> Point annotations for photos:
· · · · · · ·

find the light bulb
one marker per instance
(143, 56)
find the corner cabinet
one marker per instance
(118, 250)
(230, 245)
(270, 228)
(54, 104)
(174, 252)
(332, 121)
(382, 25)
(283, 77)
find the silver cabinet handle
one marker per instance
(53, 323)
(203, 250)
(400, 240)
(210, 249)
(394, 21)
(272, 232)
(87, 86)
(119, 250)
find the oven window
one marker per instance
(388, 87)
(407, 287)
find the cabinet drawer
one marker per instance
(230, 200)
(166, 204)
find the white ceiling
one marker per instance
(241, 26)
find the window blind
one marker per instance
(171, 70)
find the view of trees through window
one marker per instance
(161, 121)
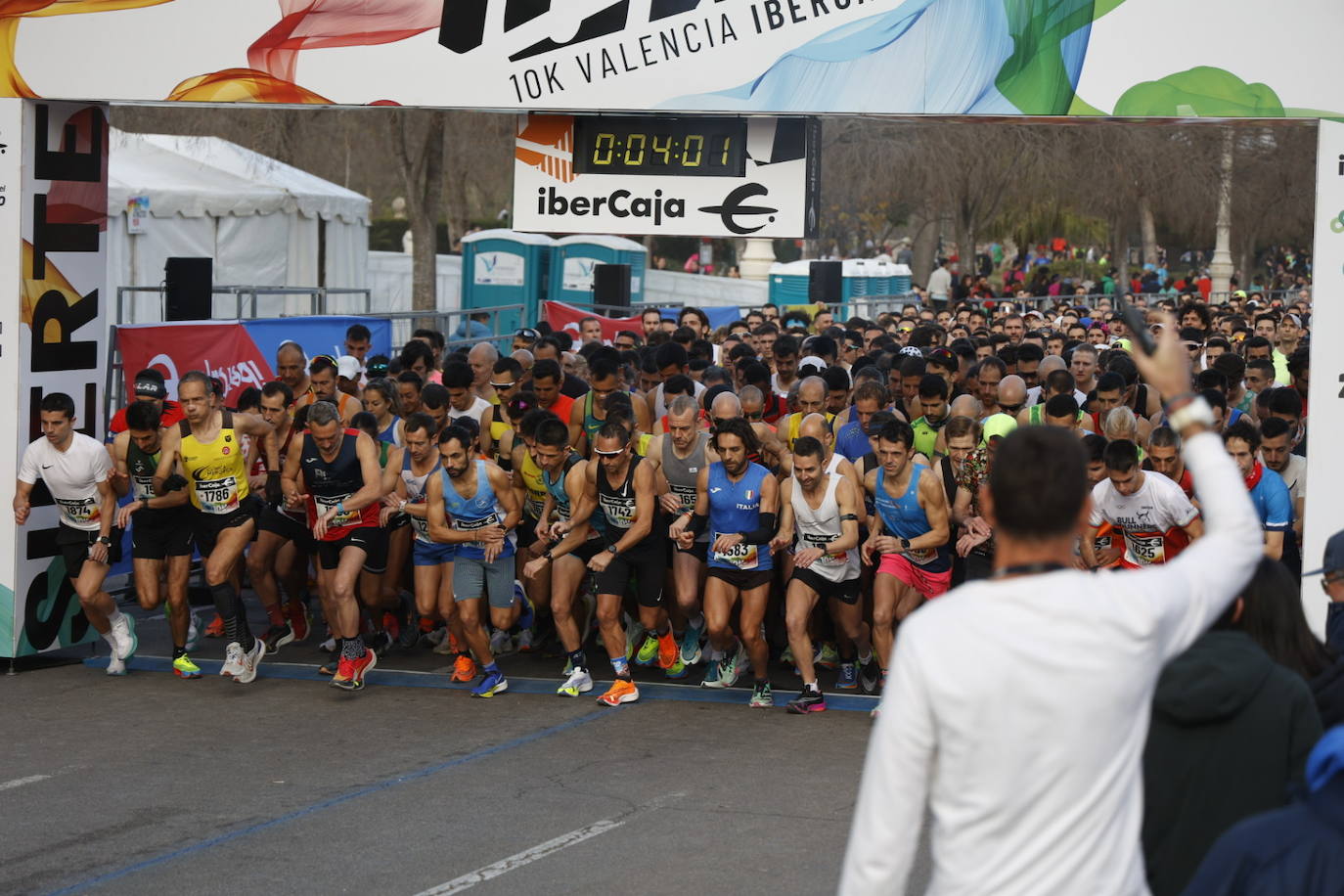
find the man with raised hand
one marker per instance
(1053, 650)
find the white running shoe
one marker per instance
(233, 659)
(124, 632)
(579, 681)
(250, 661)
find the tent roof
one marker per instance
(207, 176)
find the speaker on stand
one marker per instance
(187, 289)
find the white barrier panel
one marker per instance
(56, 215)
(1325, 418)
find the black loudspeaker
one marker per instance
(187, 284)
(824, 283)
(611, 285)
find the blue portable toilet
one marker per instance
(506, 267)
(573, 259)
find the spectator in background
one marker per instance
(1298, 849)
(1230, 731)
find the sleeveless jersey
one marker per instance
(618, 506)
(416, 488)
(820, 527)
(216, 470)
(682, 473)
(477, 512)
(331, 482)
(736, 507)
(905, 518)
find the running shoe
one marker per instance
(807, 701)
(464, 668)
(500, 643)
(344, 677)
(579, 681)
(277, 637)
(648, 651)
(848, 679)
(621, 691)
(193, 632)
(712, 669)
(124, 633)
(527, 618)
(251, 658)
(669, 654)
(492, 684)
(363, 666)
(233, 659)
(184, 668)
(691, 645)
(300, 621)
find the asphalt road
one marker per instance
(148, 784)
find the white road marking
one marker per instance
(21, 782)
(542, 850)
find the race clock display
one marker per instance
(695, 147)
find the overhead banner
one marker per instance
(762, 57)
(238, 353)
(1325, 399)
(60, 320)
(676, 176)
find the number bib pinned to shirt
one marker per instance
(218, 496)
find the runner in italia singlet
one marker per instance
(736, 507)
(216, 470)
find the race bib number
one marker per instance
(820, 543)
(328, 504)
(1145, 547)
(743, 557)
(470, 525)
(79, 512)
(218, 496)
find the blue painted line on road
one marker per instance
(327, 803)
(406, 679)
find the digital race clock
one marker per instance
(665, 147)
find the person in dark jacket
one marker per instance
(1230, 734)
(1276, 621)
(1297, 850)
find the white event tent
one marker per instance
(265, 223)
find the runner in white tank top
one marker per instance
(819, 511)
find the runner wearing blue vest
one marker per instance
(910, 536)
(480, 501)
(737, 500)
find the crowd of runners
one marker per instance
(703, 501)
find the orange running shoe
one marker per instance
(464, 668)
(669, 651)
(621, 691)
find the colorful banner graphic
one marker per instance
(61, 330)
(562, 316)
(780, 57)
(240, 353)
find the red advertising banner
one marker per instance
(562, 316)
(223, 351)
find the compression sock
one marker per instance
(230, 610)
(354, 648)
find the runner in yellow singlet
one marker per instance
(207, 450)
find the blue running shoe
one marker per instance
(848, 679)
(492, 684)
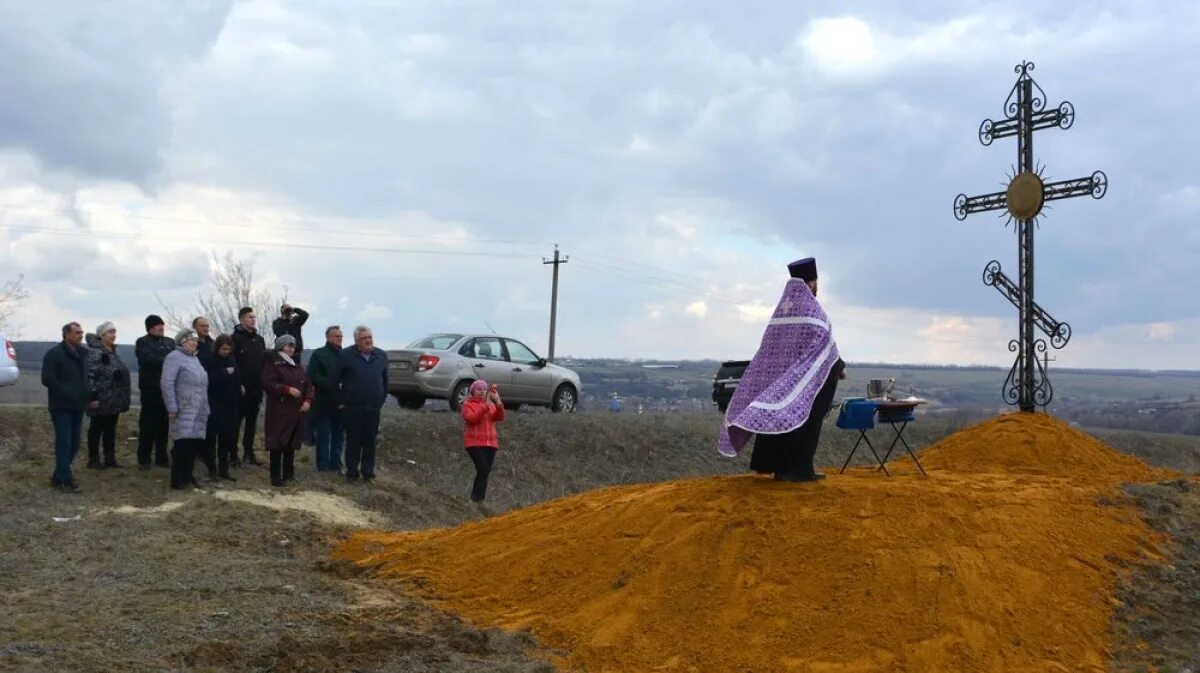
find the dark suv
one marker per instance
(726, 382)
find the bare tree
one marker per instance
(231, 287)
(11, 295)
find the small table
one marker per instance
(859, 414)
(898, 414)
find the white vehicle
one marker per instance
(443, 366)
(9, 373)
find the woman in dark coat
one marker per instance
(288, 398)
(111, 390)
(225, 389)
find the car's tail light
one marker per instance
(426, 362)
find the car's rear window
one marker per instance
(436, 342)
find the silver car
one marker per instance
(9, 372)
(443, 367)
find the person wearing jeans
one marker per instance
(153, 425)
(65, 377)
(288, 401)
(225, 389)
(249, 352)
(327, 416)
(481, 412)
(361, 383)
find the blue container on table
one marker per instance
(857, 413)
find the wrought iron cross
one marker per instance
(1024, 199)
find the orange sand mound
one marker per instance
(997, 570)
(1035, 444)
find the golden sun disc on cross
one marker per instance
(1025, 196)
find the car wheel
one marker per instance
(459, 397)
(564, 400)
(413, 403)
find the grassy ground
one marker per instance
(211, 581)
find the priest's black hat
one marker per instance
(805, 269)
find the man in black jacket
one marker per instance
(65, 377)
(203, 338)
(153, 424)
(361, 379)
(249, 350)
(291, 322)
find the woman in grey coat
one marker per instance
(111, 388)
(185, 391)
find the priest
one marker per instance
(789, 386)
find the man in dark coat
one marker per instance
(65, 377)
(327, 416)
(225, 390)
(361, 382)
(249, 352)
(289, 323)
(153, 424)
(786, 391)
(204, 337)
(288, 401)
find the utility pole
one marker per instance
(553, 299)
(1045, 372)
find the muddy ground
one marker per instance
(131, 576)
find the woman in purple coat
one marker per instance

· · · · · · ·

> SHORT PROBLEM: Put every line of the records above into a numbered list, skipping any blank lines. Leave the pictures out of your answer.

> FULL RESPONSE:
1. find the light bulb
2. one marker per instance
3. (143, 56)
4. find the corner cabinet
5. one marker per instance
6. (118, 250)
7. (230, 245)
8. (270, 228)
9. (54, 104)
10. (174, 252)
11. (332, 121)
12. (382, 25)
13. (283, 77)
14. find the silver cabinet handle
15. one marker per instance
16. (53, 323)
17. (203, 250)
18. (400, 240)
19. (210, 249)
20. (394, 21)
21. (272, 232)
22. (87, 86)
23. (119, 250)
24. find the oven window
25. one marker per instance
26. (388, 87)
27. (407, 287)
28. find the cabinet drawer
29. one marker per instance
30. (230, 200)
31. (166, 204)
32. find the white ceiling
33. one marker per instance
34. (241, 26)
35. find the window blind
36. one marker per instance
37. (171, 70)
38. find the view of trees through window
39. one marker per instance
40. (161, 121)
41. find the man with raised hand
42. one marker per instance
43. (1053, 650)
44. find the white running shoe
45. one marker per instance
46. (233, 659)
47. (124, 632)
48. (579, 681)
49. (250, 661)
50. find the tent roof
51. one marker per instance
52. (207, 176)
53. find the speaker on stand
54. one marker per instance
55. (187, 289)
56. find the white barrier panel
57. one marker per instance
58. (56, 215)
59. (1325, 418)
60. find the black loudspeaker
61. one marker per instance
62. (187, 284)
63. (824, 283)
64. (611, 285)
65. find the blue portable toilet
66. one marker per instance
67. (506, 267)
68. (573, 259)
69. find the spectator in background
70. one marker per instance
71. (1298, 849)
72. (1230, 731)
73. find the sleeveless jersey
74. one marker per instance
75. (618, 506)
76. (416, 488)
77. (820, 527)
78. (216, 470)
79. (682, 473)
80. (477, 512)
81. (331, 482)
82. (736, 507)
83. (905, 518)
84. find the running shoe
85. one marker per instance
86. (807, 701)
87. (464, 668)
88. (500, 643)
89. (344, 677)
90. (579, 681)
91. (277, 637)
92. (648, 651)
93. (848, 679)
94. (621, 691)
95. (193, 632)
96. (712, 669)
97. (124, 633)
98. (527, 618)
99. (251, 658)
100. (669, 654)
101. (492, 684)
102. (363, 666)
103. (233, 659)
104. (184, 668)
105. (691, 645)
106. (300, 621)
107. find the asphalt road
108. one marker per instance
109. (148, 784)
110. find the white road marking
111. one marker per instance
112. (21, 782)
113. (542, 850)
114. find the race clock display
115. one marker per instance
116. (695, 147)
117. find the overhead banner
118. one marker per instance
119. (762, 57)
120. (238, 353)
121. (1325, 399)
122. (60, 320)
123. (676, 176)
124. find the number bib pinned to shirt
125. one marker per instance
126. (218, 496)
127. find the runner in italia singlet
128. one marker per instance
129. (736, 507)
130. (216, 470)
131. find the race bib number
132. one marker per instance
133. (820, 543)
134. (328, 504)
135. (1145, 547)
136. (743, 557)
137. (470, 525)
138. (79, 512)
139. (218, 496)
140. find the blue painted line on road
141. one marker per instance
142. (327, 803)
143. (406, 679)
144. find the digital race clock
145. one marker per instance
146. (665, 147)
147. find the person in dark jacket
148. one marker per instance
149. (1230, 734)
150. (1276, 621)
151. (1297, 850)
152. find the white event tent
153. one marker per instance
154. (265, 223)
155. find the runner in white tank top
156. one marker per instance
157. (819, 511)
158. find the runner wearing blue vest
159. one marker per instance
160. (910, 536)
161. (480, 501)
162. (737, 500)
163. find the crowd of runners
164. one marker per instance
165. (703, 501)
166. find the orange running shoe
167. one marker per instance
168. (464, 668)
169. (669, 651)
170. (621, 691)
171. find the colorful banner graphic
172. one marker per instance
173. (61, 330)
174. (562, 316)
175. (780, 57)
176. (240, 353)
177. find the red advertising banner
178. one marker per instance
179. (562, 316)
180. (223, 351)
181. find the compression sock
182. one marker per instance
183. (230, 610)
184. (354, 648)
185. find the runner in yellow singlet
186. one marker per instance
187. (207, 450)
188. find the blue running shoe
189. one marker per instance
190. (848, 679)
191. (492, 684)
192. find the dark suv
193. one marker per instance
194. (726, 382)
195. find the bare tree
196. one marker per instance
197. (231, 287)
198. (11, 295)
199. find the small table
200. one marker per instance
201. (859, 414)
202. (898, 414)
203. find the white vehicle
204. one marker per instance
205. (443, 366)
206. (9, 373)
207. find the woman in dark coat
208. one marker per instance
209. (288, 398)
210. (111, 390)
211. (225, 389)
212. find the car's tail light
213. one marker per instance
214. (426, 362)
215. find the car's rear window
216. one marker per instance
217. (436, 342)
218. find the silver car
219. one marker per instance
220. (9, 372)
221. (443, 367)
222. find the person wearing jeans
223. one marker per instance
224. (153, 425)
225. (65, 377)
226. (288, 401)
227. (225, 389)
228. (249, 352)
229. (327, 416)
230. (481, 412)
231. (361, 383)
232. find the blue container on table
233. one marker per instance
234. (857, 413)
235. find the wrought iron cross
236. one marker per instance
237. (1024, 199)
238. find the orange sand mound
239. one marker per instance
240. (997, 570)
241. (1035, 444)
242. find the golden sun disc on cross
243. one marker per instance
244. (1025, 196)
245. find the car wheel
246. one marker per instance
247. (459, 397)
248. (564, 400)
249. (413, 403)
250. find the grassy ground
251. one marker per instance
252. (211, 581)
253. find the priest's black hat
254. one marker per instance
255. (805, 269)
256. find the man in black jacket
257. one marker per instance
258. (65, 377)
259. (203, 338)
260. (153, 424)
261. (361, 379)
262. (249, 350)
263. (291, 322)
264. find the woman in grey coat
265. one marker per instance
266. (111, 388)
267. (185, 391)
268. find the priest
269. one marker per instance
270. (789, 386)
271. find the man in dark coat
272. one marker per instance
273. (65, 377)
274. (327, 416)
275. (225, 390)
276. (361, 382)
277. (249, 352)
278. (289, 323)
279. (153, 424)
280. (786, 391)
281. (204, 337)
282. (288, 401)
283. find the utility pole
284. one marker per instance
285. (553, 299)
286. (1045, 372)
287. find the muddy ground
288. one marker per instance
289. (131, 576)
290. find the woman in purple coat
291. one marker per instance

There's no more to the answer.